| Quoted passage |
Honda's ASIMO robot was unveiled in 2000, and it's just hit me that he has a big dong where his belly button should be. Can you see it? ASIMO was a humanoid robot designed to show off the fact that Honda could build a humanoid robot. The original ASIMO was hobbled by an enormous hahaha almost literally hobbled, because it was big and heavy, almost literally hobbled by a gigantic battery backpack that only lasted for thirty minutes. Over the last fifteen years ASIMO and its heirs have been brought out on special occasions but on the whole the project didn't really lead to anything.

ASIMO was not however the most visible robot in 2001. That would be the AIBO robotic dog, which had been launched by Sony back in 1998. It was the quintessential era toy, a clever robot dog that cost $2,500. A genuinely complex, substantial work of engineering. There hasn't been anything quite like it since. The AIBO sparked off a miniature craze in robot toys, and within a few years there were floods of cheap market stall knock-offs.

Sony was at the height of its Imperial Phase in 2001. There was a joke that within a few years we would all drive our Sony to the Sony to pick up more Sony. The company had been huge in the 1980s and early 1990s. Its acquisition of CBS Records in 1987 and Columbia pictures in 1989 were two of the last and most visible examples of Japan's bubble-fuelled 1980s buying spree. But the original Playstation (1994) seemed to kick the company up a notch. It became not only the best-selling games console of the era but an indispensable lifestyle accessory. Its top games titles were major media events.

The Playstation 2 (2000) helped to make DVD ubiquitous. It remains the best-selling games console of all time. The AIBO itself was a manifestation of Sony's ballsy, swaggering confidence. Sony's decline in the 2000s and 2010s was gradual, and there were occasional triumphs - at great expense Sony's Blu-Ray won the high-def war, just as online streaming was starting to make physical media redundant - but on the whole the 2000s was not a great decade for Sony. Its products were either overshadowed by the competition or driven into technological irrelevance, and its great size and diversity seems to have hindered its efforts more than it has helped them.

| Request A |
Name every company mentioned in the passage about ASIMO and Sony.
The passage and the saved data entries have no connection to each other.

Saved data entries:
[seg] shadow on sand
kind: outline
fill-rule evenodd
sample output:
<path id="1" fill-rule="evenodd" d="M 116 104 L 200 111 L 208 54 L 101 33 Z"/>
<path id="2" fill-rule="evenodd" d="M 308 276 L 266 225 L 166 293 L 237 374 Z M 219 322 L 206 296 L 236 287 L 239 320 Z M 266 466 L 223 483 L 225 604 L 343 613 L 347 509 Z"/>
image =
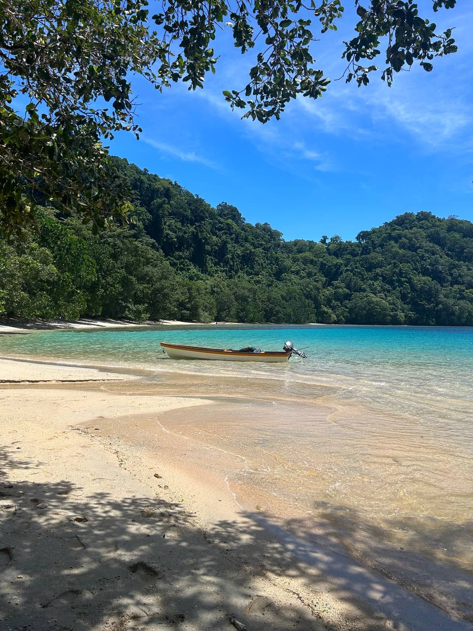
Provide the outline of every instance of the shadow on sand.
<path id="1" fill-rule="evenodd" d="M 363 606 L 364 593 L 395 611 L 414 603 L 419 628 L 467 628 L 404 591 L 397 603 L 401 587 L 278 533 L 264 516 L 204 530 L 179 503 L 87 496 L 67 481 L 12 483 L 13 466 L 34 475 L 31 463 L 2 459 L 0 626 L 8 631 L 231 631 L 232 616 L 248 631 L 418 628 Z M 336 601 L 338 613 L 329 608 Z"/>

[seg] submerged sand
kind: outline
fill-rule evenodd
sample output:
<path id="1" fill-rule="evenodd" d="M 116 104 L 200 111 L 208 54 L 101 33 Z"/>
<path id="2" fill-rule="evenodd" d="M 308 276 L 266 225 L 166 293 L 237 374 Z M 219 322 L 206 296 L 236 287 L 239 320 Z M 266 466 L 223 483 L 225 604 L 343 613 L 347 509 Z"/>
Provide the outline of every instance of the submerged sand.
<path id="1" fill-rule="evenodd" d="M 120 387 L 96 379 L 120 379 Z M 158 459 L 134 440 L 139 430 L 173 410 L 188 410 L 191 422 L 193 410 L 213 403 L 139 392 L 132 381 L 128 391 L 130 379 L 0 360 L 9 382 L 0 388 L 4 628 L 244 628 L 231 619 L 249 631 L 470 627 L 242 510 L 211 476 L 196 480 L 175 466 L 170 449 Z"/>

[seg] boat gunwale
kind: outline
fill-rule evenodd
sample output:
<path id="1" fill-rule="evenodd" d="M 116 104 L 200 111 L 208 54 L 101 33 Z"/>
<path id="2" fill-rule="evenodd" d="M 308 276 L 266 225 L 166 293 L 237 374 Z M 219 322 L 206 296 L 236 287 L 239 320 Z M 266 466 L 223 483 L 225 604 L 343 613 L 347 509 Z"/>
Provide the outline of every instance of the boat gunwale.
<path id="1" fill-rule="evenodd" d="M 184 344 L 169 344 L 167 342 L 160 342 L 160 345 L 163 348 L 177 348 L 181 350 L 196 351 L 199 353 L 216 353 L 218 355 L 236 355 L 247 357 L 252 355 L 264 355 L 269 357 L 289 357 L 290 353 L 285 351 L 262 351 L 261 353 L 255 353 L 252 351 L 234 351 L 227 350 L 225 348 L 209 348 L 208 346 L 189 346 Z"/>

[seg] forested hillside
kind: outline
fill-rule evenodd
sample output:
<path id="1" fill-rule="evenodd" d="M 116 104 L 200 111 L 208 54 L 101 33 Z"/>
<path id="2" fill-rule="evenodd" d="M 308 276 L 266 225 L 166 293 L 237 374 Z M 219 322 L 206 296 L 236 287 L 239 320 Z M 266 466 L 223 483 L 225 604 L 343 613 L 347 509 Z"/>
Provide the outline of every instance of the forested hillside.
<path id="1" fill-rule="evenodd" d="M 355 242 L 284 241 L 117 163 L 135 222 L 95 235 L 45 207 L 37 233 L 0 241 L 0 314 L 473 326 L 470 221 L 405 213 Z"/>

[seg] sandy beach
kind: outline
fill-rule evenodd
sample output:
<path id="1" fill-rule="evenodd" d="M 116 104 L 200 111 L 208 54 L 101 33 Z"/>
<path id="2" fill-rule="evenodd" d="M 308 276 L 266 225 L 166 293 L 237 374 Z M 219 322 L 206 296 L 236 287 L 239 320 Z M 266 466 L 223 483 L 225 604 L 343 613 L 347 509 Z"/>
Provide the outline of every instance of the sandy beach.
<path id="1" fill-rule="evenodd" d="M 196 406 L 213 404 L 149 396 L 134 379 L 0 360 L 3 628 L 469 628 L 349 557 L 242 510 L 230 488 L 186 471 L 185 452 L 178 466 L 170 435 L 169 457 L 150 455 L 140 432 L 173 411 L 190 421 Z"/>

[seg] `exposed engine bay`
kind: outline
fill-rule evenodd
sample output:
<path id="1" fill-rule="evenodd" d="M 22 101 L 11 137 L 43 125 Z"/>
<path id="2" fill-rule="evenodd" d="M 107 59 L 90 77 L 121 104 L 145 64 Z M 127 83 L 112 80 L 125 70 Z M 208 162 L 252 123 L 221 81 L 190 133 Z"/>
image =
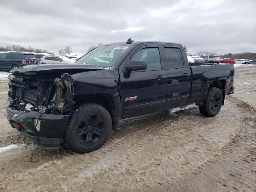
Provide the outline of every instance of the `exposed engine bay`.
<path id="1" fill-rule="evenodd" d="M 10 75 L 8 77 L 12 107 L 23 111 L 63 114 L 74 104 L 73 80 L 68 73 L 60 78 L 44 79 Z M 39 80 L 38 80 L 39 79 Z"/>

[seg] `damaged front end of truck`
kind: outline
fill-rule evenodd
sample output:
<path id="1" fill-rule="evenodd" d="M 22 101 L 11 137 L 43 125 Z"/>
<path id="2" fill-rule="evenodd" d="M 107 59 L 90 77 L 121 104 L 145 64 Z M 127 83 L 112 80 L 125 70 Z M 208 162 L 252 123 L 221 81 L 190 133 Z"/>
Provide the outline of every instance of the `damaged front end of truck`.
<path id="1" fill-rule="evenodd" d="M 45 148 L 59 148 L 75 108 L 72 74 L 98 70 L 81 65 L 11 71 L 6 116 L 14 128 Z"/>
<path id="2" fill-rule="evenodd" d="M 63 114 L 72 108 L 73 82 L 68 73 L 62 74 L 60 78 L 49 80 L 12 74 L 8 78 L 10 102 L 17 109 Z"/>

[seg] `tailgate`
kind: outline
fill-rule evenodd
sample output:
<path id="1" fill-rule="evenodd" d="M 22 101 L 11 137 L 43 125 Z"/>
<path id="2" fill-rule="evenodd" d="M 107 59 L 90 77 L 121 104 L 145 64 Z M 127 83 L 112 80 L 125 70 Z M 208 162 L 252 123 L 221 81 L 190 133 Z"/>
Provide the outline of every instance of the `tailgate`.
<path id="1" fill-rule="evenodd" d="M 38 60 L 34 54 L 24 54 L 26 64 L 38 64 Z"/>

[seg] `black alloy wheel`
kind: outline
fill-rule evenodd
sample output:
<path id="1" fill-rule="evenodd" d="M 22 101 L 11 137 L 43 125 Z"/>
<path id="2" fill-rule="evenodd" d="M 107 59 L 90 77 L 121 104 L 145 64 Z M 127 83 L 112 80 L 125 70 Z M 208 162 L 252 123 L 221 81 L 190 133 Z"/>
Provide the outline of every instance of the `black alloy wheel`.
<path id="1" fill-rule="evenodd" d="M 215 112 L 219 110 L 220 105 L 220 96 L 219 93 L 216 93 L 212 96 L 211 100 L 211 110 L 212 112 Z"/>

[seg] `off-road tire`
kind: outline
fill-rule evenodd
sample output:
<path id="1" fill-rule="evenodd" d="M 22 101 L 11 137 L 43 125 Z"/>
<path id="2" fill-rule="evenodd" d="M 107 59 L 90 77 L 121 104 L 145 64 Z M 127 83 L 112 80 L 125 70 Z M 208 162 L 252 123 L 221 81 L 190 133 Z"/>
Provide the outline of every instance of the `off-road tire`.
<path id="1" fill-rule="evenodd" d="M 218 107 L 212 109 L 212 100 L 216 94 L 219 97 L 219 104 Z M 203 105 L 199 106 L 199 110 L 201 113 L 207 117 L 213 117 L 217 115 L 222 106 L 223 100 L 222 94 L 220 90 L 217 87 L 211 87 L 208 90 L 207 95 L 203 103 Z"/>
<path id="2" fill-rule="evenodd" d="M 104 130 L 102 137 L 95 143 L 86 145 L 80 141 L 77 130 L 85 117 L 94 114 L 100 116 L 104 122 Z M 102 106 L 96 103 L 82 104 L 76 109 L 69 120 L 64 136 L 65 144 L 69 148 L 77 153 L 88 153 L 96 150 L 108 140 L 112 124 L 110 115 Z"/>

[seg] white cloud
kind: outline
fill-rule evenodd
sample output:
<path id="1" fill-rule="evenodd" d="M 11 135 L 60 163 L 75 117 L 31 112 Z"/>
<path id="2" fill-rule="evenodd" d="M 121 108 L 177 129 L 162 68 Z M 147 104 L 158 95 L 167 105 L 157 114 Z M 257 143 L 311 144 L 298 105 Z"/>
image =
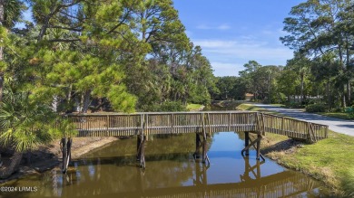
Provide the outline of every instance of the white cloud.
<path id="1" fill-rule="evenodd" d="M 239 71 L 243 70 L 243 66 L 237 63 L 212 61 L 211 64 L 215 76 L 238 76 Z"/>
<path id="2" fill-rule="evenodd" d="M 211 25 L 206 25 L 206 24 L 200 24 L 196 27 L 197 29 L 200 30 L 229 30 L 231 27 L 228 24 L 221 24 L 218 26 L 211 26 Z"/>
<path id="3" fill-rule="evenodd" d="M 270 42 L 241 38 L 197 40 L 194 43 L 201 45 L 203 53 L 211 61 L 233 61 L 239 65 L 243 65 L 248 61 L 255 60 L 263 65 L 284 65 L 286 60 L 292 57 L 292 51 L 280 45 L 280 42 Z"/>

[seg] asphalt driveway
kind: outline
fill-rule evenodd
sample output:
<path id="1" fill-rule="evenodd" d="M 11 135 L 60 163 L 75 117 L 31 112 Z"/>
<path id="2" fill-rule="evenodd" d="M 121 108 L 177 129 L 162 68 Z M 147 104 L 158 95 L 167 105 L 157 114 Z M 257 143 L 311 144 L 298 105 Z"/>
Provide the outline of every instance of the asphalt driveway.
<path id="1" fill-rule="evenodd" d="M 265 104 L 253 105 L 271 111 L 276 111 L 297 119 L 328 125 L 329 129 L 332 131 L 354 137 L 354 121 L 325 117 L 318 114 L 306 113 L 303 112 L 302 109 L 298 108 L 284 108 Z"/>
* * *
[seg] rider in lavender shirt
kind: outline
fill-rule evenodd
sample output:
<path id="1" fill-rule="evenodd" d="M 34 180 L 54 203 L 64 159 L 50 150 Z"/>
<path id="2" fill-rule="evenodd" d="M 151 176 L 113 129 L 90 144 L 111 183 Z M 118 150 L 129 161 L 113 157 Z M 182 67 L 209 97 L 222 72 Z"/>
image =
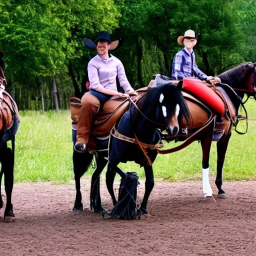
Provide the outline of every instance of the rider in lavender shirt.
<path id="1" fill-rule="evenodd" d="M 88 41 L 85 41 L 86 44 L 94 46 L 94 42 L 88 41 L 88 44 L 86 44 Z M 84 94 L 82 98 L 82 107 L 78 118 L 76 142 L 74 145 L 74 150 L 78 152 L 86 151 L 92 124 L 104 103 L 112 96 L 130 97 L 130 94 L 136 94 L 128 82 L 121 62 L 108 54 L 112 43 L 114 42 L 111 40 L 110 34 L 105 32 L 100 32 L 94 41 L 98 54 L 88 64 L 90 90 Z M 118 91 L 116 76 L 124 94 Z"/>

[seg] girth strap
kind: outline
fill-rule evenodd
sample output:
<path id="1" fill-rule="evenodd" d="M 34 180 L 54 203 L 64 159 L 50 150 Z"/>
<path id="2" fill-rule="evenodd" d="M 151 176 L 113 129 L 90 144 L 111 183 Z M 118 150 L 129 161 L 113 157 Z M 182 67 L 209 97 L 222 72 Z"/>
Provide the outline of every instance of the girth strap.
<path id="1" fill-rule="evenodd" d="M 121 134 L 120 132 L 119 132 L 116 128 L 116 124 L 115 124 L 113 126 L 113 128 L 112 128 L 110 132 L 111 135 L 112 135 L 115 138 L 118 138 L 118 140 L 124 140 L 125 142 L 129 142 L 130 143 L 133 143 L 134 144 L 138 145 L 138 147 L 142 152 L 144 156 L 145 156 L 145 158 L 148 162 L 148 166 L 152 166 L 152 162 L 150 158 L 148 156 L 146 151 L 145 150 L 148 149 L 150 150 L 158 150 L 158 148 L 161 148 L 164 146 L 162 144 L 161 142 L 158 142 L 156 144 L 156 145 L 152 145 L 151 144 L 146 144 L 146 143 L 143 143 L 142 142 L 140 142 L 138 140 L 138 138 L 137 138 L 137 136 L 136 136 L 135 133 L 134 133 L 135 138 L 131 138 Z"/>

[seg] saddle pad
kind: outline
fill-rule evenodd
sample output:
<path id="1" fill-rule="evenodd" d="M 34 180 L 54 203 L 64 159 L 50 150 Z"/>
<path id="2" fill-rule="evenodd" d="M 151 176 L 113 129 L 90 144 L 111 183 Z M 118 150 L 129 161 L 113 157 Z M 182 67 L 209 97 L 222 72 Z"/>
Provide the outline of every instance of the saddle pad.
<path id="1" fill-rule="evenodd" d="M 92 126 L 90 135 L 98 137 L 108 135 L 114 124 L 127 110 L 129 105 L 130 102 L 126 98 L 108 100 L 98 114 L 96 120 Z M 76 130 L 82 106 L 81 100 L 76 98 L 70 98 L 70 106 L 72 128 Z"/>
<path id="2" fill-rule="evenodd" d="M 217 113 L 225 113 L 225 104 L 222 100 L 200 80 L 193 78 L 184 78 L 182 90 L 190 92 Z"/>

| Request B |
Lay out the saved data entries from the line that contains "[seg] shadow on sand" through the line that contains "363 606 L 364" as a Markdown table with the columns Line No and Content, skipping blank lines and leaving the pictures out.

| Full output A |
Honda, Sony, CBS Records, Columbia pictures

| Full output B |
| Line No | Content |
|---|---|
| 1 | [seg] shadow on sand |
| 2 | kind: outline |
| 3 | fill-rule evenodd |
| 4 | sample output: |
| 5 | <path id="1" fill-rule="evenodd" d="M 116 104 L 200 111 L 208 54 L 101 33 Z"/> |
| 6 | <path id="2" fill-rule="evenodd" d="M 308 276 L 266 225 L 166 293 L 237 374 Z M 219 322 L 206 296 L 236 287 L 239 320 Z M 266 466 L 223 483 L 225 604 L 343 613 L 347 509 Z"/> |
| 7 | image = |
| 8 | Provide the outline of every instance of the shadow on sand. |
| 9 | <path id="1" fill-rule="evenodd" d="M 363 606 L 364 593 L 395 611 L 414 603 L 419 628 L 467 628 L 404 591 L 397 603 L 401 587 L 278 533 L 264 516 L 204 530 L 179 503 L 87 496 L 67 481 L 12 483 L 13 466 L 34 475 L 31 463 L 2 459 L 0 626 L 8 631 L 231 631 L 232 616 L 248 631 L 418 628 Z M 336 601 L 338 613 L 329 608 Z"/> |